**WRITTEN INSTRUCTION A**: Can you retype, word for word, the part of the campus crime log testimony from "Again, I appreciate" up to and including "elements required by KRS 164.9481(1)."?

-- begin DOCUMENT SECTION --

Again, I appreciate this opportunity for us to express our concerns about the proposed regulation implementing the “Michael Minger Act” and hope that our observations will be useful to you. I would be happy to answer any questions that you might have at this time.

__________________________________________
S. Daniel Carter, Vice President
Security On Campus, Inc.


Proposed Consolidated Crime Log Section

Section 3. Campus Crime Log. (1) An institution shall maintain a campus crime log as required by KRS 164.9481(1).

(2) Information contained in the campus crime log shall include all data elements required by KRS 164.9481(1).

(3) An institution shall develop and maintain a written policy stating that:

(a) all crime log information will be made available to the public as soon as possible and not later than the time frame specified by KRS 164.9481(1)(b); and

(b) the institution will not withhold any information from the crime log except as provided for by KRS 164.9481(1)(b)1; and

(c) any withholding of information will be subject to the limitations of KRS 164.9481(1)(b)1 and 2.

-- end DOCUMENT SECTION --
-- begin TASK DATA --

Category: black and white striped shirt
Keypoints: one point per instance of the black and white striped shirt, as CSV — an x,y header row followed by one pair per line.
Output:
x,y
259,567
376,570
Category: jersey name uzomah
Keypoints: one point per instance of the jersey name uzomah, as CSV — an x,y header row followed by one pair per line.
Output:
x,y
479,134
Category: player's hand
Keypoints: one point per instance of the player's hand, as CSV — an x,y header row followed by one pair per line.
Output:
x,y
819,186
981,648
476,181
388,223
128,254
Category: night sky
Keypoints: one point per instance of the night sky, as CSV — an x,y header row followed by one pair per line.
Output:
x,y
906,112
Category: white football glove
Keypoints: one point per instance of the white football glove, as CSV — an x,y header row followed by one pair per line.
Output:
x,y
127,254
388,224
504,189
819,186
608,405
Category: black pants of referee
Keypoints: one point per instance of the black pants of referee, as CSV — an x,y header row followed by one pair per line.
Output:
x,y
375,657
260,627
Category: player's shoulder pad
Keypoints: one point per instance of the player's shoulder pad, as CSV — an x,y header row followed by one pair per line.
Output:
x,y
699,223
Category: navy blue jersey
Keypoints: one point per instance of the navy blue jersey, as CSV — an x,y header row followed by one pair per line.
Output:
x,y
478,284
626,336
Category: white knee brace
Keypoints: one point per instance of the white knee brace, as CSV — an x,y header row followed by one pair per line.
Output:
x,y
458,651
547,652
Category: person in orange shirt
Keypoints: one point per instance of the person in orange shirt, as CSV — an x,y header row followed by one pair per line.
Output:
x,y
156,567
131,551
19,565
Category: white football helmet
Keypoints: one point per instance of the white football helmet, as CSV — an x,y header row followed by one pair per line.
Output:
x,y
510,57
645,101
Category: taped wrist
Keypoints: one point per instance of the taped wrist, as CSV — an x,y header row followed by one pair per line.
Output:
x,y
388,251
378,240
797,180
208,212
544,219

-- end TASK DATA --

**WRITTEN INSTRUCTION B**: Could you lay out the lines of the listing as a numbered list, starting at the line with "Category: player's shoulder pad" and continuing through the last line of the listing, with blank lines left out?

**SOLUTION A**:
Again, I appreciate this opportunity for us to express our concerns about the proposed regulation implementing the “Michael Minger Act” and hope that our observations will be useful to you. I would be happy to answer any questions that you might have at this time.

__________________________________________
S. Daniel Carter, Vice President
Security On Campus, Inc.


Proposed Consolidated Crime Log Section

Section 3. Campus Crime Log. (1) An institution shall maintain a campus crime log as required by KRS 164.9481(1).

(2) Information contained in the campus crime log shall include all data elements required by KRS 164.9481(1).

**SOLUTION B**:
1. Category: player's shoulder pad
2. Keypoints: one point per instance of the player's shoulder pad, as CSV — an x,y header row followed by one pair per line.
3. Output:
4. x,y
5. 699,223
6. Category: navy blue jersey
7. Keypoints: one point per instance of the navy blue jersey, as CSV — an x,y header row followed by one pair per line.
8. Output:
9. x,y
10. 478,284
11. 626,336
12. Category: white knee brace
13. Keypoints: one point per instance of the white knee brace, as CSV — an x,y header row followed by one pair per line.
14. Output:
15. x,y
16. 458,651
17. 547,652
18. Category: person in orange shirt
19. Keypoints: one point per instance of the person in orange shirt, as CSV — an x,y header row followed by one pair per line.
20. Output:
21. x,y
22. 156,567
23. 131,551
24. 19,565
25. Category: white football helmet
26. Keypoints: one point per instance of the white football helmet, as CSV — an x,y header row followed by one pair per line.
27. Output:
28. x,y
29. 510,57
30. 645,101
31. Category: taped wrist
32. Keypoints: one point per instance of the taped wrist, as CSV — an x,y header row followed by one pair per line.
33. Output:
34. x,y
35. 388,251
36. 378,240
37. 797,180
38. 208,212
39. 544,219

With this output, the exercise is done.